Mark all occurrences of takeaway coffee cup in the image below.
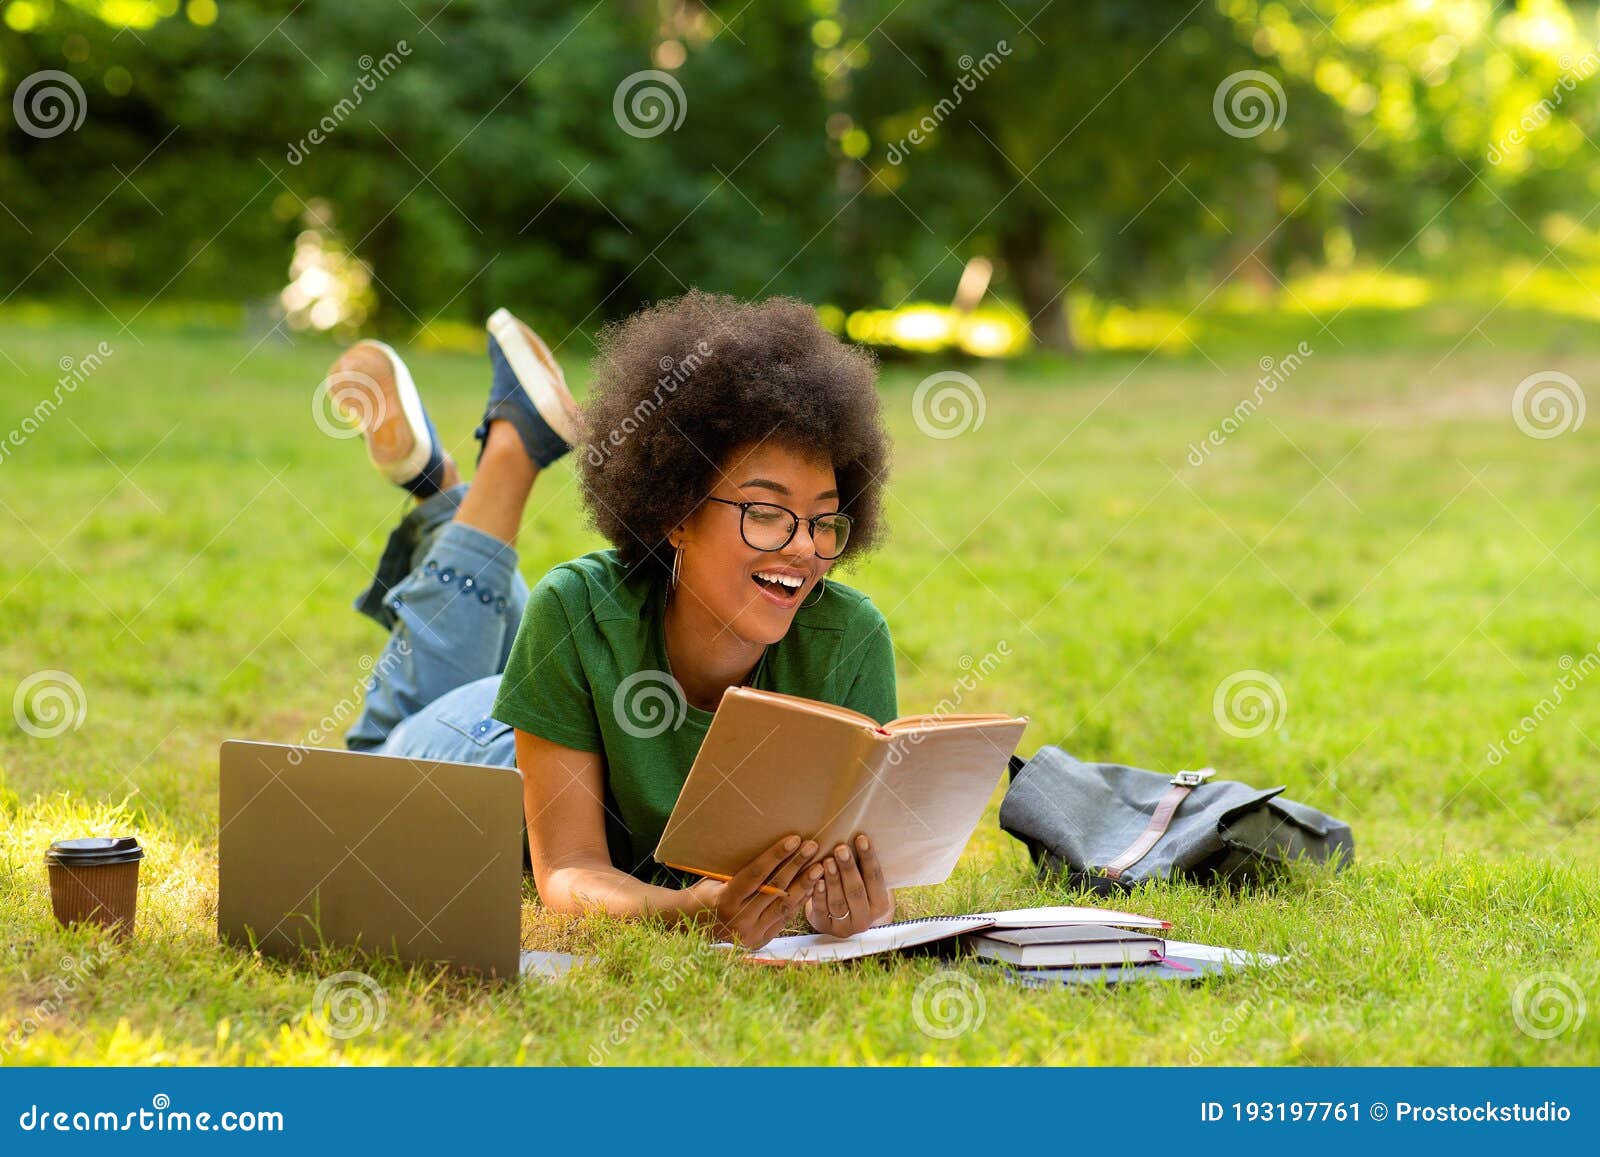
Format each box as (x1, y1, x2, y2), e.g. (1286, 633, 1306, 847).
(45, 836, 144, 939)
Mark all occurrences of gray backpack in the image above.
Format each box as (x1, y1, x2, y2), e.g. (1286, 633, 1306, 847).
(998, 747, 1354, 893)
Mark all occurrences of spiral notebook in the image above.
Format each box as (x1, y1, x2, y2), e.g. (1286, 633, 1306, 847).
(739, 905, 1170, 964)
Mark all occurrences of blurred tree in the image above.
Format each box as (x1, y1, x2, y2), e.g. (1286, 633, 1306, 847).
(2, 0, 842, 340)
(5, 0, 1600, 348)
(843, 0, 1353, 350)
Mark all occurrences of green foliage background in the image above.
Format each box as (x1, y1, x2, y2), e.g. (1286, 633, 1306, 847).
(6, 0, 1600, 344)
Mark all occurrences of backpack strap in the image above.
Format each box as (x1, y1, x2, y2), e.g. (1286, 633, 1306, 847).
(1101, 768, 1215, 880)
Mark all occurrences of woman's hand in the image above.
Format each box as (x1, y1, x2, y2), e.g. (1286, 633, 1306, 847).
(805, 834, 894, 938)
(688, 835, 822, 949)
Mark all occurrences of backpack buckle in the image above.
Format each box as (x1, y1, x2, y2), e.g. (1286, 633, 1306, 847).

-.-.-

### EXERCISE OBJECTIVE
Could you give back the full listing word for word, leaving out the images?

### WRITTEN RESPONSE
Mark all occurrences of takeaway coffee cup in the image below.
Format each box as (x1, y1, x2, y2), e.g. (1286, 633, 1306, 847).
(45, 836, 144, 939)
Mark all occurrences of gray backpack in the image above.
Format each box as (x1, y1, x2, y2), e.g. (1286, 633, 1306, 847).
(998, 747, 1354, 893)
Mark all occurrences of spiral notebook in the image above.
Format each box as (x1, y1, x2, y2), e.g. (1286, 633, 1306, 847).
(739, 905, 1170, 964)
Mark all occurrences of blurred tree in the image above.
Format each box as (x1, y1, x2, y2), e.g. (1286, 633, 1306, 847).
(2, 0, 842, 340)
(5, 0, 1600, 348)
(843, 0, 1353, 350)
Mark all occurrences of green foliage background in the image above.
Format each box as (x1, y1, x2, y2), e.g. (1286, 633, 1306, 847).
(6, 0, 1600, 344)
Mark all occurrences of backpack strap in the image above.
Format each box as (x1, y1, x2, y2), e.g. (1286, 633, 1306, 847).
(1101, 768, 1215, 880)
Mark all occurrences of woman's hand in the image above.
Format each box as (x1, y1, x2, y2), e.g. (1286, 633, 1306, 847).
(805, 834, 894, 938)
(688, 835, 822, 949)
Mark all occurrences of backpack buckle in the image above.
Format each box as (x1, y1, x2, y2), e.g. (1286, 633, 1306, 847).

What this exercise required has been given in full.